*** Material provided Section Begins ***
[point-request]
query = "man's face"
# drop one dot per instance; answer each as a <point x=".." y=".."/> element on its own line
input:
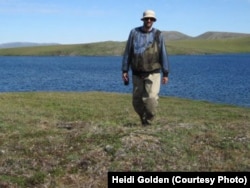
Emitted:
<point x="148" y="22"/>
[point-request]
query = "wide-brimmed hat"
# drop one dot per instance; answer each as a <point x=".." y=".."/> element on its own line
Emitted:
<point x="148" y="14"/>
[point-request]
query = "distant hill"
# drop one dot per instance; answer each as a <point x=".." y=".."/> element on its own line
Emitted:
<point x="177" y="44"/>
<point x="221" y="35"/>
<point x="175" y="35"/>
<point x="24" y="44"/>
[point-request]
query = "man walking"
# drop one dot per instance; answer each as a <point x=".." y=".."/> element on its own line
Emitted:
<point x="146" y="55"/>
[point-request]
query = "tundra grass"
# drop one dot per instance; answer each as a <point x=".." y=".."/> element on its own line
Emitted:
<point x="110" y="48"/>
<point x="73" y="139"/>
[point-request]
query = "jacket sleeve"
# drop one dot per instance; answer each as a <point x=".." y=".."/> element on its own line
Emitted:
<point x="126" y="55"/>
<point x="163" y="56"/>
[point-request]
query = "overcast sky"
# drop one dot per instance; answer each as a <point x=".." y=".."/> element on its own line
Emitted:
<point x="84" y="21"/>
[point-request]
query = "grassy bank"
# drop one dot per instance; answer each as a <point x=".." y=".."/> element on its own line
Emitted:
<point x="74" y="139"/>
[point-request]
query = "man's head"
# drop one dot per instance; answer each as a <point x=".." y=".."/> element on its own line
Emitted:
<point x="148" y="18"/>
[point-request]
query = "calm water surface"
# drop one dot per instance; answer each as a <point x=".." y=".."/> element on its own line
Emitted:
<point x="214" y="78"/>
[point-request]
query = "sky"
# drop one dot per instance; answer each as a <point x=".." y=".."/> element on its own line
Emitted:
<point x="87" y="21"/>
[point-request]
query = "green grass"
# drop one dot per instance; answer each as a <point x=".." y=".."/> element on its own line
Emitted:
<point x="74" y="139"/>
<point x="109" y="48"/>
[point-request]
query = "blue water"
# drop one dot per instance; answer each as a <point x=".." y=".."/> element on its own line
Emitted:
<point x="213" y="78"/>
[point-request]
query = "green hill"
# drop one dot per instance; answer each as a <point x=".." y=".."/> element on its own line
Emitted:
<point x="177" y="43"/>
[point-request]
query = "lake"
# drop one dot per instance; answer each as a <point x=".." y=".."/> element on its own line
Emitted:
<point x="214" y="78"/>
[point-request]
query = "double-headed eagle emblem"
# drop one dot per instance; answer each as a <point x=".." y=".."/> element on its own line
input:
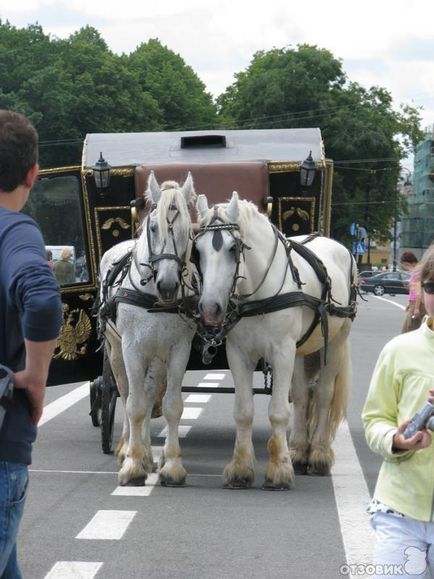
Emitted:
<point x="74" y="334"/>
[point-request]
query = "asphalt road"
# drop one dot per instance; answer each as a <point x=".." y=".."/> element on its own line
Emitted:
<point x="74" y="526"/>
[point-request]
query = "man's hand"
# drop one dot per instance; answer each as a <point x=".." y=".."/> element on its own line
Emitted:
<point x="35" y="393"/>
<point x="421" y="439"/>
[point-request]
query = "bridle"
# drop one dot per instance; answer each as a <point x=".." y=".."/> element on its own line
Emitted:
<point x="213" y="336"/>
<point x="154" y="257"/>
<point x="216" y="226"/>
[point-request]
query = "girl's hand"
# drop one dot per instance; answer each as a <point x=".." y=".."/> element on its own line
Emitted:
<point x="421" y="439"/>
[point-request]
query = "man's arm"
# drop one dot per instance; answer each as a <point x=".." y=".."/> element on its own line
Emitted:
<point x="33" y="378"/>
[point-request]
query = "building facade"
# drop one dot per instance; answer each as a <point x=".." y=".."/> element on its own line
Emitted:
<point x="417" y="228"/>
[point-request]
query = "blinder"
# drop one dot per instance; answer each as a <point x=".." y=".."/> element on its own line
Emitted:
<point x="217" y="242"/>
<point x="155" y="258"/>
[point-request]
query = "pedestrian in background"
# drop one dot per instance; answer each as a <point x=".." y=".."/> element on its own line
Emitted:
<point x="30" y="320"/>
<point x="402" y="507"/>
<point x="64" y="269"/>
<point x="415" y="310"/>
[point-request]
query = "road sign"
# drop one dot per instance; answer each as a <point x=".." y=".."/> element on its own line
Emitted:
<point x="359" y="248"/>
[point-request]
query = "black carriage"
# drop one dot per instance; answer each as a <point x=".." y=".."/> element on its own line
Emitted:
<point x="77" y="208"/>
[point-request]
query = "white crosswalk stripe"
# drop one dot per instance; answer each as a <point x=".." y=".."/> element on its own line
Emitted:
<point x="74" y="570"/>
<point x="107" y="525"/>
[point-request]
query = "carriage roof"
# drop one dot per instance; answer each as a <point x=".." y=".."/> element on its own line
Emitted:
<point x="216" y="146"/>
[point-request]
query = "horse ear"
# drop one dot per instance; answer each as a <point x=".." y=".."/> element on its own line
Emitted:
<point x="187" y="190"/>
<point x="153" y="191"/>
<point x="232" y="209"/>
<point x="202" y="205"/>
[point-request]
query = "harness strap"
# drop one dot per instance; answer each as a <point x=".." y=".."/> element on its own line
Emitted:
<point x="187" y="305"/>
*** Material provided Section Ends ***
• [Work request]
Your reply is the full set of entries reproduced exactly, with images omitted.

• [Solution to this task]
[point-request]
query = "man's face"
# drop one dot per instance; answer each as a <point x=".." y=".."/> element on its own line
input:
Emitted:
<point x="148" y="22"/>
[point-request]
query = "wide-brimmed hat"
# drop one dot per instance; answer each as a <point x=".." y=".."/> element on its own line
Emitted:
<point x="148" y="14"/>
[point-request]
query = "distant hill"
# drop one dot per instance; answer each as a <point x=".." y=".."/> element on its own line
Emitted:
<point x="177" y="44"/>
<point x="221" y="35"/>
<point x="175" y="35"/>
<point x="24" y="44"/>
[point-request]
query = "man walking"
# drop one dot per instance; answer each as a <point x=".." y=".."/> element on its own line
Emitted:
<point x="146" y="55"/>
[point-request]
query = "tundra grass"
# drop one dot per instance; answer each as a <point x=".." y=".."/> element on its own line
Emitted:
<point x="110" y="48"/>
<point x="73" y="139"/>
[point-request]
query = "jacket sleeve"
# drop one dot per instance; answer each as a <point x=".." y=".."/> element on its own line
Emitted:
<point x="126" y="55"/>
<point x="163" y="56"/>
[point-request]
query = "overcast sky"
# drop one dot per instance; answer each as a <point x=".." y=".."/> element on its own line
Emitted:
<point x="84" y="21"/>
[point-request]
query = "grassy bank"
# drop one dot per instance; answer each as a <point x=".." y=".."/> element on its own line
Emitted:
<point x="74" y="139"/>
[point-request]
query = "man's head"
# drop one dot per instance; answer each as a <point x=".." y=".."/> element on its own line
Emitted:
<point x="148" y="18"/>
[point-request]
query = "calm water surface"
# drop one dot per instance; answer each as a <point x=".." y=".."/> element on its own line
Emitted:
<point x="214" y="78"/>
[point-request]
query = "sky"
# drop one dot per instance; answer each as a <point x=".." y=".."/> element on its own line
Emitted:
<point x="87" y="21"/>
[point-request]
query = "green grass"
# drop one dot per instance; answer each as a <point x=".." y=".."/> element on its own line
Emitted:
<point x="74" y="139"/>
<point x="109" y="48"/>
[point-request]
query = "blue water"
# drop one dot per instance; answer each as a <point x=".." y=".."/> element on its own line
Emitted:
<point x="213" y="78"/>
[point-request]
query = "green hill"
# drop one dot per instance; answer each as a <point x=".." y=".."/> element on its own line
Emitted:
<point x="177" y="43"/>
[point-request]
query = "lake"
# drop one dot per instance; answer each as a <point x=".." y=".."/> element on its own line
Emitted:
<point x="214" y="78"/>
[point-request]
query = "double-headed eagle emblem"
# drop one dot per instance; answer each as a <point x=".." y=".."/> element on its own line
input:
Emitted:
<point x="74" y="334"/>
[point-request]
query = "asphalt road"
# drop one dot per instance; answer each as a <point x=".." y=".."/> element on its own line
Emitted:
<point x="74" y="526"/>
[point-request]
query = "man's hand"
# drop one dot per instance; answer each as a <point x=".." y=".."/> element on its own line
Emitted:
<point x="35" y="393"/>
<point x="421" y="439"/>
[point-request]
query = "bridle"
# drop one dot per instance; answer each as a <point x=".." y=".."/> element on its own line
Emitted:
<point x="213" y="336"/>
<point x="154" y="257"/>
<point x="216" y="226"/>
[point-request]
query = "girl's hand"
# drop one dot per instance; answer each as a <point x=".." y=".."/> element on its own line
Emitted:
<point x="421" y="439"/>
[point-request]
query = "man's arm"
# drop one dot per instance; answer each as a <point x=".." y=".."/> element on its own line
Emitted:
<point x="33" y="378"/>
[point-request]
query = "building facade"
# drop one dot per instance; answer each as a <point x=".." y=".."/> element on its own line
Emitted:
<point x="417" y="228"/>
[point-request]
query = "blinder"
# drop one dot per instance; answer each as a <point x=".." y=".."/> element on its own line
Emitted:
<point x="217" y="242"/>
<point x="155" y="258"/>
[point-request]
query = "pedestrian in background"
# drop one dot per instance; answer each as a <point x=".." y=".."/> element on its own line
Emitted:
<point x="30" y="320"/>
<point x="402" y="507"/>
<point x="64" y="269"/>
<point x="415" y="310"/>
[point-request]
query = "road sign"
# drop one dot per instance; answer each as a <point x=".." y=".."/> element on its own line
Emitted:
<point x="359" y="248"/>
[point-request]
query = "black carriage"
# drop one dot per instance; answer each as a <point x=".." y=".."/> element on its own line
Emitted:
<point x="77" y="208"/>
[point-request]
query = "white crosswalk stripe"
# drop one dot per instance; answer each as a <point x=".." y=".."/> element on its own line
Emitted:
<point x="74" y="570"/>
<point x="107" y="525"/>
[point-request]
query = "carriage roof"
# drop one dot per instance; answer each as a <point x=".." y=".."/> element on its own line
Emitted:
<point x="216" y="146"/>
[point-request]
query = "horse ear"
# drop one dot per instance; answer each as a <point x=".." y=".."/> element on its own line
Emitted:
<point x="187" y="190"/>
<point x="153" y="191"/>
<point x="232" y="209"/>
<point x="202" y="205"/>
[point-request]
query = "harness strap"
# drop one dot per instance; answer each as a <point x=".." y=".."/> element on its own line
Emitted:
<point x="187" y="305"/>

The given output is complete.